** Start Document **
International Affairs, Room 1004
Video: Night Talk with Mike Schneider
December 23rd, 2008
Edmund S. Phelps is McVickar Professor of Political
Economy
at Columbia
University, director of Columbia's
Center
on
Capitalism and Society and
the winner of the 2006 Nobel Prize for Economics. He is a Fellow of the
National Academy of Science and both a Distinguished Fellow and a
former Vice-President of the American
Economic Association. This year
he was named Chevalier of the Legion of Honor, won the Premio Pico
della
Mirandola for humanism and the Kiel Global Economy Prize. His
research has spanned economic growth,
including the Golden Rule of
saving, microeconomic foundations of inflation and employment dynamics,
structuralist models of unemployment determination, dynamism and
inclusion in capitalist and corporatist
systems, and the good economy.
Edmund
Phelps joined the Department
of Economics at Columbia in 1971 after
several years at Pennsylvania and earlier Yale. He was named McVickar
Professor
of Political Economy in 1982. He is the 2006 winner of the Nobel Prize
in
Economics.
Phelps’s
work is best known for
introducing in the late
’60s an expectations-based microeconomics into the theory of
employment determination and
price-wage dynamics. Keynes’s
great work of the ’30s had left it unexplained why
involuntary unemployment is observed even in the best of times
and
why a drop of aggregate “effective demand” causes a
rise of unemployment – why not a prompt fall of money wages
and prices by just enough to forestall
a fall of employment? The
challenge was to resolve these issues while continuing to posit
the elementary rationality that economics traditionally ascribed
to
workers, consumers and firms.
In
Phelps’s “micro-macro” models,
attaining
equilibrium in the markets – meaning participants’
expectations consistent with their actions – does not
generally
eliminate unemployment, not even involuntary
unemployment. In a 1968 paper, the economy's firms face a
management problem, costly employee turnover,
and a firm's wage
policy aims to balance payroll cost against turnover cost. On an
equilibrium path, the going wage at each point is generally an
"incentive
wage," hence a wage that is more than enough
to hire employees; but that results in “job rationing"
** End Document **
** Start Dataset rows **
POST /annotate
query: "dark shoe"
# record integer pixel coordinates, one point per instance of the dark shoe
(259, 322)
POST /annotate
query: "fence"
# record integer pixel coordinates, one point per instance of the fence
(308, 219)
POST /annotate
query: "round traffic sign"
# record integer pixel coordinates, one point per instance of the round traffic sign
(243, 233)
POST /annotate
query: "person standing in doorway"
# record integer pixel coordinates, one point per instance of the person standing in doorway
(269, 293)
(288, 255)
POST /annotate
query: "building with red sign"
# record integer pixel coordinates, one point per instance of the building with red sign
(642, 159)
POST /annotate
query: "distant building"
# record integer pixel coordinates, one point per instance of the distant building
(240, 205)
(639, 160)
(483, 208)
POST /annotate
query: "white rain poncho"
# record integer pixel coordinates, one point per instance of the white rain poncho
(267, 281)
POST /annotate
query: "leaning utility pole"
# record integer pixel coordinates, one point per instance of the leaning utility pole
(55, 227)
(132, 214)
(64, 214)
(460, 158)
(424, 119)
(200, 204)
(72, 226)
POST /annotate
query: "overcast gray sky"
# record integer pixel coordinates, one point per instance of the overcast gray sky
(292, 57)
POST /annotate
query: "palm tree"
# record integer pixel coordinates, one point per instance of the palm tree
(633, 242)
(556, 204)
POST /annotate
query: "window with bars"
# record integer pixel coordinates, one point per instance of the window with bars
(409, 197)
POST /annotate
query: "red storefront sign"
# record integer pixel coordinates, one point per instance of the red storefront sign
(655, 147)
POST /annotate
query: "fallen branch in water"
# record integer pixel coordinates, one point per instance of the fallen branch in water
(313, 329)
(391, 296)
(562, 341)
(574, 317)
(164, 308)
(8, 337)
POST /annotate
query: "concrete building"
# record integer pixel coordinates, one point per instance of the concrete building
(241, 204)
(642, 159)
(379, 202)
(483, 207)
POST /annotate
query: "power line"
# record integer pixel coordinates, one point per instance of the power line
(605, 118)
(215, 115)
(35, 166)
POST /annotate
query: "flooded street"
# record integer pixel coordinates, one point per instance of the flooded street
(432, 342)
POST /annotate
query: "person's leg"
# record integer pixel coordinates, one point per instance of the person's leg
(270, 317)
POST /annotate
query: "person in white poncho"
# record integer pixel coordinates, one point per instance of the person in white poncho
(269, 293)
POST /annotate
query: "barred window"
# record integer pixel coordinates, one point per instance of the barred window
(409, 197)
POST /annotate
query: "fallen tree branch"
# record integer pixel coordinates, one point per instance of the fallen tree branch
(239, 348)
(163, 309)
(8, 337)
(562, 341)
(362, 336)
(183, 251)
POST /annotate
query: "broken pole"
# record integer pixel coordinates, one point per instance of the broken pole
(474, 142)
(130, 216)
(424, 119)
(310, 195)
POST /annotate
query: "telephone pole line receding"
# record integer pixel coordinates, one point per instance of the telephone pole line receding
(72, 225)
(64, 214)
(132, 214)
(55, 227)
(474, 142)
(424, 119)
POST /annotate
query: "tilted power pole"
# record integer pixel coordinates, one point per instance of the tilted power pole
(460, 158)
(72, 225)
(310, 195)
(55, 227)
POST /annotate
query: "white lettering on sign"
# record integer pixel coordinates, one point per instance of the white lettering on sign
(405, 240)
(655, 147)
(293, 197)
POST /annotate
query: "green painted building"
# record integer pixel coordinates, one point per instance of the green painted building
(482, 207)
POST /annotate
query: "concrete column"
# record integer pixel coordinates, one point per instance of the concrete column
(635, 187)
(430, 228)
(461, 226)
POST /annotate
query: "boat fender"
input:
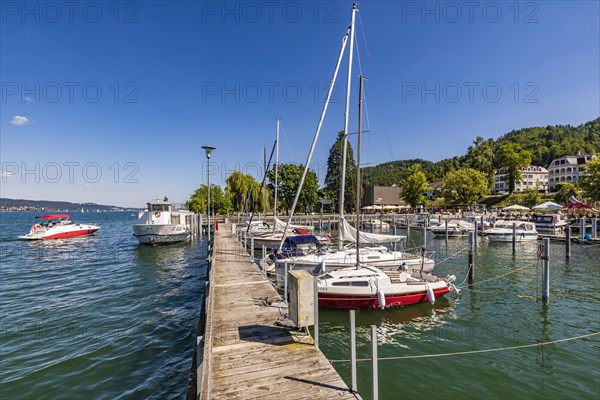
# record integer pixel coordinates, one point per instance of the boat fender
(381, 298)
(430, 294)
** End Dataset rows **
» **Problem details**
In the Phelps biography, which year did Phelps join the Department of Economics at Columbia?

» **Task response**
He joined it in 1971.